**EXERCISE REQUIREMENTS:** Write the listing out once more, identical to the original but without pictures.

**SOURCE DATA:**
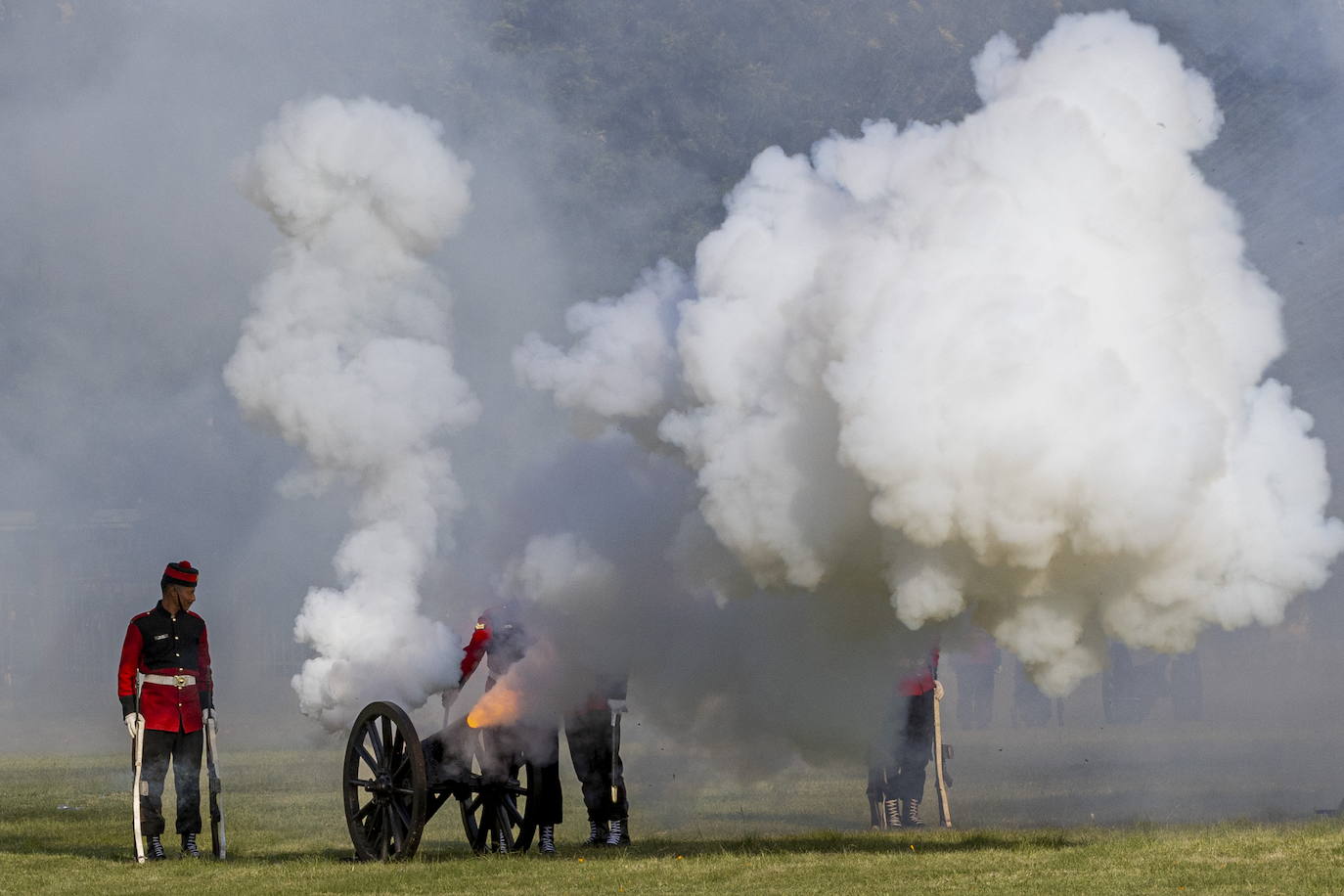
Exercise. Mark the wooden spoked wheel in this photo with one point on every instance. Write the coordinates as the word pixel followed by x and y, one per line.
pixel 499 813
pixel 383 784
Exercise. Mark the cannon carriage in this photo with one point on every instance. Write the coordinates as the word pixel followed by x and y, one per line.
pixel 394 782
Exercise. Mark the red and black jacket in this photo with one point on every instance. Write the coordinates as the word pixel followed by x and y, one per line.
pixel 500 640
pixel 919 675
pixel 161 644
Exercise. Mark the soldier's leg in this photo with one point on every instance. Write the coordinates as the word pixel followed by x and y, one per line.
pixel 621 808
pixel 592 762
pixel 546 762
pixel 154 771
pixel 186 778
pixel 916 752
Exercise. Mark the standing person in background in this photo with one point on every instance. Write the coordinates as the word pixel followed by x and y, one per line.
pixel 167 650
pixel 502 640
pixel 594 738
pixel 899 762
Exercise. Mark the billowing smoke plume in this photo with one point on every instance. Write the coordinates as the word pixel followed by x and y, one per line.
pixel 1010 364
pixel 347 356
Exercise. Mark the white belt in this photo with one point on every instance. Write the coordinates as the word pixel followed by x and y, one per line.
pixel 176 681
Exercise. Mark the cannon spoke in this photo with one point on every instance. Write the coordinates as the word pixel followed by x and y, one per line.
pixel 401 823
pixel 369 760
pixel 380 752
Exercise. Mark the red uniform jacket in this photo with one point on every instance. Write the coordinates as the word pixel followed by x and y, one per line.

**YOUR RESPONSE:**
Exercise. Mark the wooden spoked wheel in this photo with one point on every instance. Write the coordinates as the word pixel followed by x and y, one per line.
pixel 499 813
pixel 383 784
Exercise. Mark the cannon carriage in this photo with one point on every instance. Write the coordinates as the word pixel followed by x and y, one per line.
pixel 394 782
Exercise. Mark the red and black jacket in this photo with one point on every instance. Write the coordinates as the word pixel followed by x and y, one per line.
pixel 500 640
pixel 919 675
pixel 161 644
Exercise. Mark the soldier's leg in this photo with one point on every instance. Write the coordinates as the word pixel followed by x and y, one per line.
pixel 621 808
pixel 592 762
pixel 546 762
pixel 154 771
pixel 186 778
pixel 916 752
Exercise. Mark the standing person in background in this photo with one point on every instance. Write the coordinates as the word pixel followed by x and y, one per line.
pixel 167 650
pixel 502 640
pixel 594 738
pixel 899 762
Exercise. Mark the billowing smoke plume in this photo with one point on every instance. Write the coordinates as the word pixel followed by x and y, one per line.
pixel 1010 364
pixel 347 356
Exercise. Mark the white belt in this photo with one point on every instance. Write the coordinates as the word pixel followed by x and y, one per line.
pixel 176 681
Exercise. Mark the cannon spoke in this photo with one point on every instance. Write the coordinates as the word pixel followed by x and y, one per line.
pixel 401 823
pixel 369 760
pixel 380 752
Exercise. Mark the red uniform jacket in this photo with one point on every instance. Write the coordinates as the word pixel followed by x and y, one per line.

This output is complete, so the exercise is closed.